Exercise goal –
Make an exact copy of all the records that follow, apart from the pictures.

▼▼▼

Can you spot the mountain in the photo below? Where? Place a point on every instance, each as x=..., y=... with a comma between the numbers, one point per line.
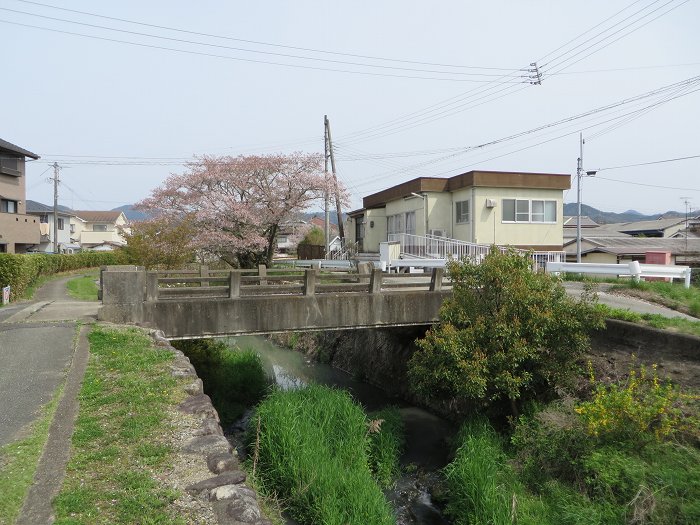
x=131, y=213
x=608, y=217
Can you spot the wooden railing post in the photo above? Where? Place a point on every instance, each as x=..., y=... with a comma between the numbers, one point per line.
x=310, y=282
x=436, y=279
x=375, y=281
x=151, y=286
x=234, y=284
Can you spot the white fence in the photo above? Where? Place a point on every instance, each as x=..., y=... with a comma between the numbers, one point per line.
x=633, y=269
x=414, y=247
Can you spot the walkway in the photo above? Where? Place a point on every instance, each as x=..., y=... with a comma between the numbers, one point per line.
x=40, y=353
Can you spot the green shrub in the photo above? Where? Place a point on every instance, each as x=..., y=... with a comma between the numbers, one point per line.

▲▲▲

Task response –
Can you spot the mountain in the photo below? Where? Place a point on every instance, each as x=..., y=... with a comma between the numbers, one point per line.
x=131, y=213
x=608, y=217
Can you spot the wooden railing post in the photo above? Where? Place a point on every instance, each as x=..., y=... with a comma between the numbers, one point per line.
x=310, y=282
x=436, y=279
x=375, y=281
x=151, y=286
x=234, y=284
Can you spot the white fence in the photo above? Where? Place a point on every instance, each as x=..., y=... with a comma between the numbers, one point per line.
x=633, y=269
x=414, y=247
Can you spot the walkway in the photo above? Where? Place a point on every instance, each as x=..., y=... with a comma between the numbers, one point per line.
x=40, y=353
Can you spot the green shrub in the photo above? Where? Place a point on every instance, each as x=..., y=... with a comma between the numbers, one point per line.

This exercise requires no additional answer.